## ACTION ITEM
Reproduce each of the items below word for word, leaving out the pictures.

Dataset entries
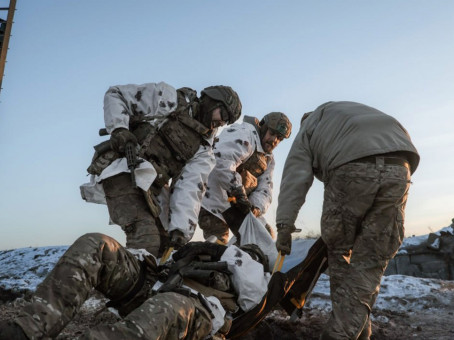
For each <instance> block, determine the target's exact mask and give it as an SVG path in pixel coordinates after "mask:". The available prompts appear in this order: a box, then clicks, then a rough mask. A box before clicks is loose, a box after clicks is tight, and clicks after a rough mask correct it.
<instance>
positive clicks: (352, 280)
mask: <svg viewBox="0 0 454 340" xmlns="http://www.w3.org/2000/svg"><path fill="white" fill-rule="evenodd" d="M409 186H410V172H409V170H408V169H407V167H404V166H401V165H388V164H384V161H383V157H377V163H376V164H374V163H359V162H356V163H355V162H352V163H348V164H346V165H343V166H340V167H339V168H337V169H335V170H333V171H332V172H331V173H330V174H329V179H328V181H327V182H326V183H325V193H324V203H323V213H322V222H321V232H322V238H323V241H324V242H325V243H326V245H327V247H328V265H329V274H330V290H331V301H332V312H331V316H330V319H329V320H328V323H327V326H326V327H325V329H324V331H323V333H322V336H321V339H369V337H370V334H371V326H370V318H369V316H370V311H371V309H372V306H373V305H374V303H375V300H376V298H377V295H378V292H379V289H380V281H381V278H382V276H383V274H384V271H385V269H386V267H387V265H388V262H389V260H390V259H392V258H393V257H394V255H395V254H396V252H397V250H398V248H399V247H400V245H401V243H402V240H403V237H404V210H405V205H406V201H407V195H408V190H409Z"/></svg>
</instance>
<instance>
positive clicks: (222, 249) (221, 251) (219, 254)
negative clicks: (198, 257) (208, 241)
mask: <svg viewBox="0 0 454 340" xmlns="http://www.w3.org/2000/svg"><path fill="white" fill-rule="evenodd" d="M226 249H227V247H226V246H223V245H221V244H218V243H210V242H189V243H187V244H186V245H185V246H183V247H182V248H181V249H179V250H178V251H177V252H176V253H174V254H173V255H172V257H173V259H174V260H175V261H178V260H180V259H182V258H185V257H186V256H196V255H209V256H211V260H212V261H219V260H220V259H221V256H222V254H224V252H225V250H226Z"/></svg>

## OUTPUT BELOW
For each <instance> block, determine the target's exact mask and give it as an SVG path in pixel coordinates after "mask:". The available prompts appear in this order: a box, then clicks, then a rough mask. A box before clicks is loose, a box after clicks is tight, and clicks after a rough mask correct it.
<instance>
positive clicks: (352, 280)
mask: <svg viewBox="0 0 454 340" xmlns="http://www.w3.org/2000/svg"><path fill="white" fill-rule="evenodd" d="M409 186H410V172H409V170H408V169H407V167H404V166H401V165H388V164H384V161H383V157H377V163H376V164H374V163H359V162H356V163H355V162H352V163H348V164H346V165H343V166H340V167H339V168H337V169H335V170H333V171H332V172H331V173H330V174H329V179H328V181H327V182H326V183H325V193H324V203H323V213H322V222H321V232H322V238H323V241H324V242H325V243H326V245H327V247H328V265H329V274H330V290H331V301H332V312H331V316H330V319H329V320H328V323H327V326H326V327H325V329H324V331H323V333H322V336H321V339H369V337H370V334H371V326H370V318H369V316H370V311H371V309H372V306H373V305H374V303H375V300H376V298H377V295H378V292H379V289H380V281H381V278H382V276H383V274H384V271H385V269H386V267H387V265H388V262H389V260H390V259H392V258H393V257H394V255H395V254H396V252H397V250H398V248H399V247H400V245H401V243H402V240H403V237H404V210H405V205H406V201H407V195H408V190H409Z"/></svg>
</instance>
<instance>
positive clicks: (222, 249) (221, 251) (219, 254)
negative clicks: (198, 257) (208, 241)
mask: <svg viewBox="0 0 454 340" xmlns="http://www.w3.org/2000/svg"><path fill="white" fill-rule="evenodd" d="M226 249H227V247H226V246H223V245H221V244H218V243H210V242H189V243H187V244H186V245H185V246H183V247H182V248H181V249H179V250H178V251H177V252H176V253H174V254H173V255H172V257H173V259H174V260H175V261H178V260H180V259H182V258H185V257H186V256H196V255H209V256H211V260H212V261H219V260H220V259H221V256H222V254H224V252H225V250H226Z"/></svg>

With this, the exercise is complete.